#### [Task description]
Please name the company the scientists started, according to the passage on plant mini-chromosomes.

#### [Document section]
──────────
Where a transgene incorporates into a plant’s chromosomes can not be controlled. So, scientists have to transform many plants, and hope that at least one individual didn’t have the transgene interrupt a native gene. One solution to this problem is called a mini-chromosome. This technique uses the natural centromere sequence of an organism to build an entirely new chromosome that would be passed on to successive generations. The mini-chromosome can then be filled with a combination of genes, knowing that no native genes will be interrupted. Plants could be transformed with entire pathways, using this technology. The applications include improving field traits and nutrition, as well as things like making biofuels and bioplastics.
This research has been going on for a while, but the newest publishing shows that the mini-chromosome can be passed on to the next generation as a normal chromosome. From SD, Transgenics Transformed:
The maize mini-chromosome, once introduced, behaves much like an ordinary chromosome. It remains distinct from the other chromosomes. Its gene cassette is structurally stable from generation to generation. The genes it carries are expressed and it is transmitted through mitosis and meiosis.
The scientists started a company called Chromatin, which sold non-exclusive rights to Monsanto in May. Other companies are looking to get involved.
I’m really excited about this idea. One of the problems with genetic engineering is our inability to control where a gene inserts into the genome. Mini-chromosomes eliminate that problem and allow the scientist to add many genes instead of just one. It would be nice if they were still hiring when I am ready to graduate!
──────────
#### [Data to examine]
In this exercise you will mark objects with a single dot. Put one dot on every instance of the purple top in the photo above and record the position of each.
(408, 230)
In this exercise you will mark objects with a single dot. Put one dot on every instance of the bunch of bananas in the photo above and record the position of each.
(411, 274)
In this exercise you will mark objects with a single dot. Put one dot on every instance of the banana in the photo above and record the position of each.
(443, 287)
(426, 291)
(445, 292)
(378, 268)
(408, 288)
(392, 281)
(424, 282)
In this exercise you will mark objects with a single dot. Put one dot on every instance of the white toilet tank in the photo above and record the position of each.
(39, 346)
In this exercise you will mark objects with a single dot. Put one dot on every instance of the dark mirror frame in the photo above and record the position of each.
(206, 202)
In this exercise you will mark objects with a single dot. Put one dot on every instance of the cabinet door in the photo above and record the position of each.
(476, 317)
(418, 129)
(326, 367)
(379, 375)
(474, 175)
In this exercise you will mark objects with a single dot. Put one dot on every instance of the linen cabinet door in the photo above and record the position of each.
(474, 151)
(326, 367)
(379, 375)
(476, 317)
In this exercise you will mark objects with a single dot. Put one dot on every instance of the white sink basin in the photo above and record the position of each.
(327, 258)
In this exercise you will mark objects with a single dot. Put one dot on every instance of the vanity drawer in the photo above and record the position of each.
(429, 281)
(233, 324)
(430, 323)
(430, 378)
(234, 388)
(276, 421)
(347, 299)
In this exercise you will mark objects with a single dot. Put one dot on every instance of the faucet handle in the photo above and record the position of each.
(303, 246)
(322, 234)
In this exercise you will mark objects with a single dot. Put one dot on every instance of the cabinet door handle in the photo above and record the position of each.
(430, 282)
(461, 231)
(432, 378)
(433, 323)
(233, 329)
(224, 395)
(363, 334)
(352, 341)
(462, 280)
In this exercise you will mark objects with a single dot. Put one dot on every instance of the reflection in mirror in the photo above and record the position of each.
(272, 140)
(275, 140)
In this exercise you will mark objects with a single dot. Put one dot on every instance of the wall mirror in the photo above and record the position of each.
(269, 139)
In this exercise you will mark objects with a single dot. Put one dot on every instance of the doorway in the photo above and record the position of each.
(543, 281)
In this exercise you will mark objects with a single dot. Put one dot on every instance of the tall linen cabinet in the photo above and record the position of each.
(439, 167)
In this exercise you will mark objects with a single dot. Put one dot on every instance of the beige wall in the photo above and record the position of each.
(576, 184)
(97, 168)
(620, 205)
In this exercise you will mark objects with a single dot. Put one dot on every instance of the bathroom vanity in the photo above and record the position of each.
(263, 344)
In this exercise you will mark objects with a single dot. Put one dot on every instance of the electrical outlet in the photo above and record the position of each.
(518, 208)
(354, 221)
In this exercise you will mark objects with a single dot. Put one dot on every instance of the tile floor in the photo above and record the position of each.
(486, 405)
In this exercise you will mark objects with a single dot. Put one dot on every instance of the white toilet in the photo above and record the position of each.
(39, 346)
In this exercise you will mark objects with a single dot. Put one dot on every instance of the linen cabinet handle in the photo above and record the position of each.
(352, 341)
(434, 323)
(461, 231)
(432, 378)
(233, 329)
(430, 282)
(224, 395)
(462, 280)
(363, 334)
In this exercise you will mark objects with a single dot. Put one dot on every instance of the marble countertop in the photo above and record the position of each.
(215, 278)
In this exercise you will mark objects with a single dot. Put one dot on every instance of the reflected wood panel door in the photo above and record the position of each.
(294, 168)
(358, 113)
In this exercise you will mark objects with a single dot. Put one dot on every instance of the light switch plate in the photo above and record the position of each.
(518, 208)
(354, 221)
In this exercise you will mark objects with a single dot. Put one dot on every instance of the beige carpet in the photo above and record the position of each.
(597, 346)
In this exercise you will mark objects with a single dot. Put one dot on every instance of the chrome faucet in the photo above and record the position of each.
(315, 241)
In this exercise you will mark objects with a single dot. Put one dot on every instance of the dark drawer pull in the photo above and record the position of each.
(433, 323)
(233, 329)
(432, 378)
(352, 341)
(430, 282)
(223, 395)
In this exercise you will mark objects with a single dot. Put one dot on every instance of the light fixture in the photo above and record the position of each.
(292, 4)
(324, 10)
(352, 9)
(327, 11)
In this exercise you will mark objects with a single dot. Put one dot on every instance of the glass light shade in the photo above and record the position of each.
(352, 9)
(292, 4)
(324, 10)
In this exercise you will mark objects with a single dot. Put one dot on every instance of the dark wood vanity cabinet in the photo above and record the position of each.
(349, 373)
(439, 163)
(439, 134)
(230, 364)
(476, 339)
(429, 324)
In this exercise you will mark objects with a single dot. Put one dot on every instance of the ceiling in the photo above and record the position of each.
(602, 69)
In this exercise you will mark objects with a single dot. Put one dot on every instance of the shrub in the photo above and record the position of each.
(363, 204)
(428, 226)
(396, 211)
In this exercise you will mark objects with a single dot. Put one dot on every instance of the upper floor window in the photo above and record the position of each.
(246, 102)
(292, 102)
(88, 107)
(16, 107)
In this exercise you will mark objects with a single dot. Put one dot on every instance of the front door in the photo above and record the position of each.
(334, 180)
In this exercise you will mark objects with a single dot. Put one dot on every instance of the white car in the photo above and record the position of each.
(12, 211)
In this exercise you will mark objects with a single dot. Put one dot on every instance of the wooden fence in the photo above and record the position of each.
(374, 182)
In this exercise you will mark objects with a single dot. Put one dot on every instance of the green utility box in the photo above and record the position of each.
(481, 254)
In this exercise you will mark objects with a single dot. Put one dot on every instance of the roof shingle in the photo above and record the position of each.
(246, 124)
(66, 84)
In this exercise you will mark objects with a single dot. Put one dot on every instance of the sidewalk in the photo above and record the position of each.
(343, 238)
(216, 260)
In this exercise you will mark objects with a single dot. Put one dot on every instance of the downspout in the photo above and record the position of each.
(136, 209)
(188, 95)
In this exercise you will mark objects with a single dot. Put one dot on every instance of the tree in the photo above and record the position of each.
──────────
#### [Response for this exercise]
Chromatin